=== TEXTAUSZUG ===

„Die Betriebe sind extrem ausbildungsbereit, aber ihnen fehlen die Bewerber“, brachte es Thomas Würdinger bei der Bilanz zum regionalen Ausbildungsmarkt 2020/2021 der Agentur für Arbeit Weiden gemeinsam mit der Industrie- und Handelskammer sowie der Handwerkskammer auf den Punkt. Wie der Vorsitzende der Geschäftsführung der Agentur für Arbeit betonte, habe es pandemiebedingt betrieblicherseits keinen Einbruch im Ausbildungsbereich gegeben. Bei der Zahl der Auszubildenden sähe das schon anders aus. Gab es 2006 noch doppelt so viele Bewerber wie Ausbildungsstellen, habe sich die Ausgangslage inzwischen umgekehrt. 2021 entfielen im Agenturbereich auf 2350 offene Ausbildungsstellen nur noch 1153 Bewerber.
Einerseits stehe das natürlich beispielhaft für das Wirtschaftswachstum in der nördlichen Oberpfalz. Andererseits gebe es momentan weniger Schulabgänger von den allgemeinbildenden Schulen. Der Rückgang an Absolventen allein innerhalb der vergangenen fünf Jahre betrage in der Nordoberpfalz 31 Prozent. Und Würdinger erwartet für die kommenden Jahre nochmals eine deutliche Verringerung.
Studium statt Ausbildung
Hinzu komme ein weiteres Problem für die Ausbildungsbetriebe, weil die Zahl der Schulabgänger mit fachgebundener oder allgemeiner Hochschulreife inzwischen nahezu ein Viertel aller Absolventen ausmache. Aber dafür könne die Agentur nichts. Er hoffe, dass einige der Abiturienten oder der Wirtschaftsschüler doch vielleicht den attraktiven Weg zu einer dualen Ausbildung finden.
„Der Trend zur weiterführenden Schule ist stark, trotz Pandemie.“ Und diese Schüler fehlten für den Ausbildungsmarkt, machte Margot Salfetter deutlich. Sie leitet das Berufsberaterteam. „Betriebe nehmen gerne auch Studienabbrecher auf, weil sie Erfahrung mitbringen.“ Deshalb strecke die Agentur ihre Fühler auch in Richtung OTH aus. Ferner sei man täglich an der Berufsschule, wo neben der beruflichen Ausbildung auch Jugendliche betreut würden, die momentan keinen Lehrberuf ausübten. „Wir wollen keine potenziellen Schulabgänger verlieren.“ Viele Jugendliche hätten soziale Probleme. Dafür gebe es Coaching-Maßnahmen, um diesen Personenkreis möglichst niederschwellig aufzufangen. Die Betreuung durch die Agentur beginne bereits in der vorletzten Abschlussklasse.

=== GEZEIGTE DATEN ===

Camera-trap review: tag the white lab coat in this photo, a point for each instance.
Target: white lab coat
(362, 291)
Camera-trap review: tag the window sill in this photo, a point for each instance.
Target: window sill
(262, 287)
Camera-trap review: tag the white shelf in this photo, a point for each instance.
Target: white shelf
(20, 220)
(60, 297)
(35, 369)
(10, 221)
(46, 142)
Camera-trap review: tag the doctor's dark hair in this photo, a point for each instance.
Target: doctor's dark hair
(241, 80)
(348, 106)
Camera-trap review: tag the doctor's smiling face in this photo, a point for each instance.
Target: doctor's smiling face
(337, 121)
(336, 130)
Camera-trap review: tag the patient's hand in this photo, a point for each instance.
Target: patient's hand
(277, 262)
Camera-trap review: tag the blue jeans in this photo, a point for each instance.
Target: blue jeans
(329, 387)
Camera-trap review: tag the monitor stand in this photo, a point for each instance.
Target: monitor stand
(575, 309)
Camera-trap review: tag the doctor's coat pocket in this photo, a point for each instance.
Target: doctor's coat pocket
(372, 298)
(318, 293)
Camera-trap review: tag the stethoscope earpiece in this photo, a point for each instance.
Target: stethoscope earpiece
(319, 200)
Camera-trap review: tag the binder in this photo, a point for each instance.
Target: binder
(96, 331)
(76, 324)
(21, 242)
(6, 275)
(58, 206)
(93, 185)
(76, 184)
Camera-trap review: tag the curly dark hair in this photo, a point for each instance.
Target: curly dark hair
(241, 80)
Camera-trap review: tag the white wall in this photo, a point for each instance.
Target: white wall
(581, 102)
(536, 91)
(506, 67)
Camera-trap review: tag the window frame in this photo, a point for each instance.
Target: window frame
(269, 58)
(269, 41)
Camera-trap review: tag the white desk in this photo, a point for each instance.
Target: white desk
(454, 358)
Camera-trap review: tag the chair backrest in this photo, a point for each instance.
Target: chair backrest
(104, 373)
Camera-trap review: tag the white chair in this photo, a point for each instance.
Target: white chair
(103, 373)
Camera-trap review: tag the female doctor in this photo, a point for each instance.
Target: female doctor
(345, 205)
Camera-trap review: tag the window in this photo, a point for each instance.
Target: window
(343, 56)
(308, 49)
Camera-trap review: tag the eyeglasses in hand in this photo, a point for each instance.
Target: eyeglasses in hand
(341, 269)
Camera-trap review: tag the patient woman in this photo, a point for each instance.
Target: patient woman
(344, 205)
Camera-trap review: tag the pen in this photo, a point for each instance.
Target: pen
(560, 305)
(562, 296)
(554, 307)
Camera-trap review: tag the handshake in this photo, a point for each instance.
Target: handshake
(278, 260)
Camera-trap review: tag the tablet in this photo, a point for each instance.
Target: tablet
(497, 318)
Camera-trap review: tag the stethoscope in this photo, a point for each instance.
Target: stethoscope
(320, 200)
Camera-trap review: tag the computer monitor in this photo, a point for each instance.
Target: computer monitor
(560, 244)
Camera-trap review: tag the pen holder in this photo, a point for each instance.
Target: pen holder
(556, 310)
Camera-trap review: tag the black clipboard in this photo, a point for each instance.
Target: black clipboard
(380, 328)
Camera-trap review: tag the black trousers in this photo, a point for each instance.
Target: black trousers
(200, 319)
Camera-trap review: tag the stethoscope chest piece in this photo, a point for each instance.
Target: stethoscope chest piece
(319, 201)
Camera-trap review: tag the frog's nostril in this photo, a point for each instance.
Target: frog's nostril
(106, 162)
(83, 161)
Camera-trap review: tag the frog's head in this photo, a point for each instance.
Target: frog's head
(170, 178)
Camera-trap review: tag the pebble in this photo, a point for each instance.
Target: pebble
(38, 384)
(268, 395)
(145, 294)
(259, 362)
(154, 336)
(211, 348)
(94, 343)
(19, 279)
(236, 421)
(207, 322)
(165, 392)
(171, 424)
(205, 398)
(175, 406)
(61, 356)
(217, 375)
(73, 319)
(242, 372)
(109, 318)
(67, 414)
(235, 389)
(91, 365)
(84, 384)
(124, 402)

===

* [AUFGABENLISTE]:
a) Passen diese Aussagen zum Text über den Ausbildungsmarkt? Antworte jeweils mit Ja oder Nein und zitiere die Worte aus dem Text, die den Ausschlag geben.
(i) 2021 gab es im Agenturbereich mehr offene Ausbildungsstellen als Bewerber.
(ii) Die Zahl der Absolventen in der Nordoberpfalz ist in den letzten fünf Jahren um 31 Prozent gestiegen.
(iii) Die Agentur betreut Jugendliche erst nach dem Schulabschluss.
b) Schreib, wie es im Text über den Ausbildungsmarkt nach dem letzten Satz weitergeht.
Die Datensätze braucht man hier nicht.

* [ANTWORTEN]:
a)
(i) Ja: „2021 entfielen im Agenturbereich auf 2350 offene Ausbildungsstellen nur noch 1153 Bewerber.“
(ii) Nein: „Der Rückgang an Absolventen allein innerhalb der vergangenen fünf Jahre betrage in der Nordoberpfalz 31 Prozent.“
(iii) Nein: „Die Betreuung durch die Agentur beginne bereits in der vorletzten Abschlussklasse.“

b)
„Die Situation in der Nordoberpfalz bleibt herausfordernd.“ Das Problem, wie auch immer, sei nur mit fühlbarer politischer Unterstützung lösbar, zog Würdinger ein Fazit. „Wir müssen deutliche Signale an die Politik senden.“ Der Vertreter der Handwerkskammer Niederbayern-Oberpfalz, Tobias Knauer, rechnet hingegen in gut neun Jahren mit einer vorsichtigen Trendwende. „Wenn man sich die Eintrittszahlen in den Grundschulen ansieht, kann man davon ausgehen, dass sich in Zukunft eine gewisse Stabilität einstellt.“
Eltern auch mitnehmen
Derzeit seien vor allem körpernahe Dienstleister wie Friseure und Kosmetiker gebeutelt, was Corona geschuldet sei. Und viele Berufe seien den Absolventen völlig unbekannt. Was auch Bereichsleiterin Claudia Wildenauer-Fischer bestätigte. Die Nachfrage konzentriere sich seit Jahren konstant auf jeweils nur zehn Ausbildungsberufe bei den männlichen und weiblichen Bewerbern. Dabei gebe es 350 an der Zahl. Oft habe das familiäre Gründe. Denn der Ausbildungswunsch sei sehr stark geprägt vom Elternhaus. "Wir müssen an die Eltern ran." Momentan sei es nicht möglich, jeden freien Ausbildungsplatz zu besetzen. Auch, weil nicht jeder Bewerber für jeden Job geeignet sei.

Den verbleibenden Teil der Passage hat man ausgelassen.